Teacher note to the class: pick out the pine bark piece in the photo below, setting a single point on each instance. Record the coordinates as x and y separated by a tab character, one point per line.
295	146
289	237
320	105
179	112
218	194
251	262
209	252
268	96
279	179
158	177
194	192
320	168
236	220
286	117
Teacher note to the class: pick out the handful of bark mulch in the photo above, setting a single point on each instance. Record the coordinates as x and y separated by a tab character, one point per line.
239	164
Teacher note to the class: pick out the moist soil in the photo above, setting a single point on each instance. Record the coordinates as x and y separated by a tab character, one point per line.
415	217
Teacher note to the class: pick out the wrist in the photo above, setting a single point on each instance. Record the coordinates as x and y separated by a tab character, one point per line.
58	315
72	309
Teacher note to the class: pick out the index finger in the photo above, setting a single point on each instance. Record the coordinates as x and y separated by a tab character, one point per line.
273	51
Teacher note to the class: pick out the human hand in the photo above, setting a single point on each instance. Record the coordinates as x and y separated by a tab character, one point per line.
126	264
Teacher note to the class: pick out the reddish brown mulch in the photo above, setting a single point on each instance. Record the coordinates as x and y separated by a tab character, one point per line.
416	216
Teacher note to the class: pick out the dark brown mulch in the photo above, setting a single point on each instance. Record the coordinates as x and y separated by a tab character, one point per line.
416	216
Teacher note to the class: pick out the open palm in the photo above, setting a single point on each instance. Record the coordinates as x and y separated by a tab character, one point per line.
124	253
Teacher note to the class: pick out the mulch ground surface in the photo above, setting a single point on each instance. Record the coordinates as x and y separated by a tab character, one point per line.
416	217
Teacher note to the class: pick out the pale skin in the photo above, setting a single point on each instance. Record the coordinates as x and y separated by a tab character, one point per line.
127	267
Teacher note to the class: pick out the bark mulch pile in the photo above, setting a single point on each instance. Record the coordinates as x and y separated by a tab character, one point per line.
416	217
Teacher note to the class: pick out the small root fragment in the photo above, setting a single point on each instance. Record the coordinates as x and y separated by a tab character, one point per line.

--------------------

Set the listing down again in full, exactly as it was given.

Teacher note to the class: pick out the pine bark piece in the photo below, setting a single point on each instance. Record the coordinates as x and y separated by a tab character, one point per line.
295	146
289	237
320	105
179	112
218	194
251	262
209	252
268	96
279	179
158	177
194	192
320	168
236	220
286	117
Teacher note to the class: pick out the handful of bark mulch in the photo above, setting a single point on each instance. Record the coordinates as x and y separated by a tab character, one point per line.
239	164
Teacher note to the class: pick out the moist soil in the photo above, setting a single point on each instance. Record the coordinates as x and y separated by a tab character, one point per line.
415	217
Teacher note to the class: pick out the wrist in the photo above, setting a single point on each instance. Record the coordinates as x and y separated by a tab character, one point per line.
58	315
72	309
Teacher note to the class: pick out the index finger in the photo above, setting a single point on each instance. Record the coordinates as x and y separated by a tab character, one point per line.
273	51
Teacher note to the class: pick out the human hand in the photo above, setting a single point on each instance. Record the coordinates as x and y separated by a tab character, one point per line.
126	264
Teacher note to the class: pick out the reddish brown mulch in the photo above, setting a single point on each instance. Record the coordinates as x and y separated by a tab character, one point per line.
416	216
Teacher note to the class: pick out the dark brown mulch in the photo above, setting a single point on each instance. Record the coordinates as x and y separated by a tab character, one point per line.
416	216
Teacher note to the class: pick out the open palm in the photo above, setting a single point on each instance. Record the coordinates as x and y separated by a tab character, one point per line.
124	253
Teacher note to the class: pick out the mulch ground surface in the photo above, setting a single point on each instance. Record the coordinates as x and y separated by a tab character, one point per line.
416	217
Teacher note to the class: pick out the pale skin in the photo above, setting a single point on each instance. Record the coordinates as x and y separated by a tab character, one point per line.
127	267
Teacher note to the class: pick out the bark mulch pile in the photo above, setting a single point on each instance. Record the coordinates as x and y separated by a tab character, one point per line.
416	217
Teacher note to the class: pick out the small root fragment in the photo above, setting a single point on each instance. Record the coordinates as x and y separated by a tab character, one point per line.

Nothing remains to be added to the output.